BEGIN Selection
Taliban Spokesperson Zabihullah Mujahid on Thursday rejected claims that Osama Bin Laden, the founder of al-Qaeda, was behind the 9/11 attacks, saying there was no proof of his involvement.

“Even after 20 years, we have no evidence that Bin Laden was involved in the war. There was no justification of this war. It was an excuse for war,” Mujahid said in an interview to American news channel NBC News.

“Now we have promised that Afghan soil would not be used against anyone,” he said.

Following the 9/11 attacks which killed thousands of people, Bin Laden issued a statement about the event saying: "What America is tasting now, is something insignificant compared to what we have tasted for scores of years. Our nation (the Islamic world) has been tasting this humiliation and this degradation for more than 80 years. Its sons are killed, its blood is shed, its sanctuaries are attacked, and no one hears and no one heeds."

Many have understood this to be Bin Laden's claim for the attacks.

According to an article on the US Department of State website titled The Global War on Terrorism: The First 100 Days, “the world has responded with an unprecedented coalition against international terrorism” following the 9/11 attack.

Then US President George W Bush built a worldwide coalition that “began to destroy al-Qaeda’s grip on Afghanistan by driving the Taliban from power and destroy "al-Qaeda terrorist training camps."

Ahead of the 20th anniversary of the 9/11 attacks former US president Donald Trump has stirred some controversy by saying that Bin Laden "wasn't that bad."

In an interview to a radio host, Trump said: "The founder of ISIS is bigger by many, many times—al-Baghdadi—than Osama bin Laden. Osama bin Laden had one hit, and it was a bad one, in New York City, the World Trade Center. But these other two guys were monsters."

The monsters he was referring to were founder of ISIS Abu Bakr Baghdadi and Iranian military leader Qasim Soleimani.

Taliban vow to protect human rights

In reply to a question regarding safety of the Afghans post US troops withdrawal who have worked with foreign forces, Mujahid said, “We don’t want our country men to go to America. Whatever they have done in the past we have given them amnesty.”

“We need young educated professional for our nation. But if they want to leave that is their choice,” he added.

In a message to Afghan women who are terrified of the Taliban rule, the group’s spokesperson assured them that they should not be frightened of the Taliban rather Afghan "women should be proud of them as the group has fought for the country."
END Selection
## Problem description:
Determine whether each of the following statements agrees with the news report on the Taliban spokesperson's interview, answering yes or no and quoting the deciding words of the report: 1. Mujahid gave his interview to NBC News. 2. Trump described Bin Laden as one of the monsters. 3. Mujahid said that Afghans who had worked with foreign forces had been given amnesty.
BEGIN Record extracts
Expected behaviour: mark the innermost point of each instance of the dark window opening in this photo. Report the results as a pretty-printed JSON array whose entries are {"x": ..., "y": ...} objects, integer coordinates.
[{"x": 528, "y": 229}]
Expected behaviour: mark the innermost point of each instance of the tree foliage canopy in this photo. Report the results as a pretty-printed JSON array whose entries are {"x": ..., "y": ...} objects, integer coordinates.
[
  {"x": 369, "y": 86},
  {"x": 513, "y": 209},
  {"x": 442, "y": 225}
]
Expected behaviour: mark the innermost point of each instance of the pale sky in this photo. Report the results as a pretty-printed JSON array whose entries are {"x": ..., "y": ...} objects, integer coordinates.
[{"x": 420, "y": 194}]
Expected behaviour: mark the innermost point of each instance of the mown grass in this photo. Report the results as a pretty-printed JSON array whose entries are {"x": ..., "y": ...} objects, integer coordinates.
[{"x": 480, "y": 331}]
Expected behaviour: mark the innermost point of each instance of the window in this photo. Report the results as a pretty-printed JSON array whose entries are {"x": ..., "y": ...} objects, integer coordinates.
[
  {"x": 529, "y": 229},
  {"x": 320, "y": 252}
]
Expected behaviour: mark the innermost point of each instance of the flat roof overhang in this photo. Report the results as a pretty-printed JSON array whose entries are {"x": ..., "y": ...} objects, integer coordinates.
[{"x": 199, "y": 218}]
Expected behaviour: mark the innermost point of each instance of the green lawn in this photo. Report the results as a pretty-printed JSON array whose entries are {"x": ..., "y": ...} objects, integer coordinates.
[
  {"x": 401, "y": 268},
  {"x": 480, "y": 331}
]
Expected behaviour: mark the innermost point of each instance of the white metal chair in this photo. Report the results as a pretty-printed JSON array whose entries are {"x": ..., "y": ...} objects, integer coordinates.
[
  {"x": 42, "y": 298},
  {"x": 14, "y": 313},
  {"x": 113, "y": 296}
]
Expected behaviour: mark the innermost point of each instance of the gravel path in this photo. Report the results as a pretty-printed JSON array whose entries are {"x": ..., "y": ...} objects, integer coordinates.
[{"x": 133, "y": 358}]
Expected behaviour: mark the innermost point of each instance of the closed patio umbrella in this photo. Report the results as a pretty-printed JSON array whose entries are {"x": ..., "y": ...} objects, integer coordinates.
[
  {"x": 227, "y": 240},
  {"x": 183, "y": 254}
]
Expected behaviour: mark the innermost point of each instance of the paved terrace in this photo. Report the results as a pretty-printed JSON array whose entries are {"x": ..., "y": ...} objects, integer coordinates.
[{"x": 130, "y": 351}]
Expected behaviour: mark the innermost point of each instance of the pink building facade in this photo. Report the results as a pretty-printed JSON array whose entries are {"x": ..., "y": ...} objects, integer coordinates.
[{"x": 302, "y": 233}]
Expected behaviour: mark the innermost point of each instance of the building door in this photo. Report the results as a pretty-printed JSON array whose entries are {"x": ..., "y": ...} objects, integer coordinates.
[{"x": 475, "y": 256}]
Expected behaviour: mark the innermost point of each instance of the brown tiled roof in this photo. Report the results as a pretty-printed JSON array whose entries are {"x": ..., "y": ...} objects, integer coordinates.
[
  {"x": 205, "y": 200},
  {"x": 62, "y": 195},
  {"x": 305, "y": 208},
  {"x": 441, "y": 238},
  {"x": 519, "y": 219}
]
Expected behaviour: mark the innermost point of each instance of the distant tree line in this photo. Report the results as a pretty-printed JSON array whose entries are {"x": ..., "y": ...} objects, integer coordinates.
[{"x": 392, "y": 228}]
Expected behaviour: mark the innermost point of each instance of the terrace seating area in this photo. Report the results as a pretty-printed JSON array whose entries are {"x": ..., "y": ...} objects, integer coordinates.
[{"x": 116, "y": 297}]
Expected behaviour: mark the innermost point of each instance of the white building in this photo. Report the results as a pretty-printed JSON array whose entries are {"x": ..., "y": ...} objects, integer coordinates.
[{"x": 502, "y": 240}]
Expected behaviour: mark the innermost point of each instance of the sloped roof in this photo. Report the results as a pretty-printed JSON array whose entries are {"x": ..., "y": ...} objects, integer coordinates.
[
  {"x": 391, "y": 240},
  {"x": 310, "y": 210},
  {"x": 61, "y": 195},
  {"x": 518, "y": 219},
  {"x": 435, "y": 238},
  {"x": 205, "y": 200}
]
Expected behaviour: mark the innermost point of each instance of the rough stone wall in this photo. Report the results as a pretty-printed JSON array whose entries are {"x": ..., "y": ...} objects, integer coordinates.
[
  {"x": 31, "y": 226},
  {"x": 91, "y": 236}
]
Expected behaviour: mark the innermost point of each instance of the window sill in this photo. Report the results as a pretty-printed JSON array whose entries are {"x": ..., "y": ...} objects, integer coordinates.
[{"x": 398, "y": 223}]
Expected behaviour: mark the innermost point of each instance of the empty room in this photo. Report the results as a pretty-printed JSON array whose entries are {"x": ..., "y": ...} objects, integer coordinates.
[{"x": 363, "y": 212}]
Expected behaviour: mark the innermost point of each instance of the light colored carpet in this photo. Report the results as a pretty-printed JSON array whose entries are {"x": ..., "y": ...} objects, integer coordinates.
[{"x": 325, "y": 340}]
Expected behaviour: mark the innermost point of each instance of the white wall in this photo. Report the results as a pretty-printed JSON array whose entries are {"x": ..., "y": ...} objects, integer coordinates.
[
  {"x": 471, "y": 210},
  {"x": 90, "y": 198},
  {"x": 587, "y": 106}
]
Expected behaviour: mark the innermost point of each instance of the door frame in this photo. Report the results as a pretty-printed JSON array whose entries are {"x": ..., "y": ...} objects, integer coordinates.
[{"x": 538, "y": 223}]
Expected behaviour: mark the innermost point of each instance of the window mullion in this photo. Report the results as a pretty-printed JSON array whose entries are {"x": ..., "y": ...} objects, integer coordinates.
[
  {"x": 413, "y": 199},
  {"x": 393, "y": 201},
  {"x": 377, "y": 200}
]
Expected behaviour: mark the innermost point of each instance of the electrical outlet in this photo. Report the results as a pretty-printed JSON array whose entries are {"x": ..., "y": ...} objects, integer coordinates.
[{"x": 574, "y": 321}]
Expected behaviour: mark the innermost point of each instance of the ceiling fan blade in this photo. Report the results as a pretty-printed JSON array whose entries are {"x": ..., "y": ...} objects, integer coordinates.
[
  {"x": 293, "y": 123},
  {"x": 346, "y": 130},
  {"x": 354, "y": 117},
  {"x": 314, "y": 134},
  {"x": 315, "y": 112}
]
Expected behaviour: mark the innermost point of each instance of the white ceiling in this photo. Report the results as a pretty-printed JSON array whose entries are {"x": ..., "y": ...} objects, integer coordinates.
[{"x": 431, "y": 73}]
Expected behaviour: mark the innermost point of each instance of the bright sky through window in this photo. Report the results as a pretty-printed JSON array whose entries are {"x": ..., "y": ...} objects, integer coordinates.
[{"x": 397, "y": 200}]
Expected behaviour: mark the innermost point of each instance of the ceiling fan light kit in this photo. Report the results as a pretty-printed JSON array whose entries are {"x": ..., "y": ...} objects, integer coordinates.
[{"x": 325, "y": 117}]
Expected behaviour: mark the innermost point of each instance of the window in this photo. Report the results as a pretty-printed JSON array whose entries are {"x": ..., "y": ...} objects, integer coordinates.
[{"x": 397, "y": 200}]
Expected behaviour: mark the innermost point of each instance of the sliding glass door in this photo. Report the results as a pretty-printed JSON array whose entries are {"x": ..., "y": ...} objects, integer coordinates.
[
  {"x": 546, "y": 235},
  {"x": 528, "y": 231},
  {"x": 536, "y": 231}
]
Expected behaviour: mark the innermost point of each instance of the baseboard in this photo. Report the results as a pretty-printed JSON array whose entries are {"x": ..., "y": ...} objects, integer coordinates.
END Record extracts
## Solution to this task:
1. Yes: "Mujahid said in an interview to American news channel NBC News."
2. No: "The monsters he was referring to were founder of ISIS Abu Bakr Baghdadi and Iranian military leader Qasim Soleimani."
3. Yes: "Whatever they have done in the past we have given them amnesty."